* [Document text]:
---

An approach to governance that embeds controls into business processes instead of treating them as separate compliance tasks. The aim is to make control execution, monitoring, and evidence capture part of normal operations so that assurance is continuous rather than retrospective.
Expanded Definition
Internal control management by design means controls are engineered into the workflow itself, so approval, segregation of duties, logging, review, and evidence capture happen as part of normal execution. In NHI and agentic AI operations, that matters because the control must travel with the identity, the process, and the tool access, not sit in a separate checklist. This approach aligns well with the control logic of the NIST Cybersecurity Framework 2.0, which emphasizes embedding governance into operational practice rather than treating it as a post-event exercise.

---

* [Aim 1]:
Give the records as a numbered list, from the line containing "Q: For each instance of the chrome" through the end of the records, leaving out blank lines.

---

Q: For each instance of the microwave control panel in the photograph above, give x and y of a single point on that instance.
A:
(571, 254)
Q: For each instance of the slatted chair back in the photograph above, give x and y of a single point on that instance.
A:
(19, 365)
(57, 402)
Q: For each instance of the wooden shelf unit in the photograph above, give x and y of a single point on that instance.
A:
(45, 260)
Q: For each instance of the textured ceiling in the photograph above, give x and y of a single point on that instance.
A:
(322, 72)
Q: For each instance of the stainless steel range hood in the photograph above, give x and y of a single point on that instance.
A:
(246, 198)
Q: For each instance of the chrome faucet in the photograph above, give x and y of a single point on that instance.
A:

---

* [Aim 2]:
In the text on internal control management by design, which framework's control logic does the approach align well with?

* [Task solution 1]:
1. Q: For each instance of the chrome faucet in the photograph above, give x and y of a single point on that instance.
2. A:

* [Task solution 2]:
The NIST Cybersecurity Framework 2.0.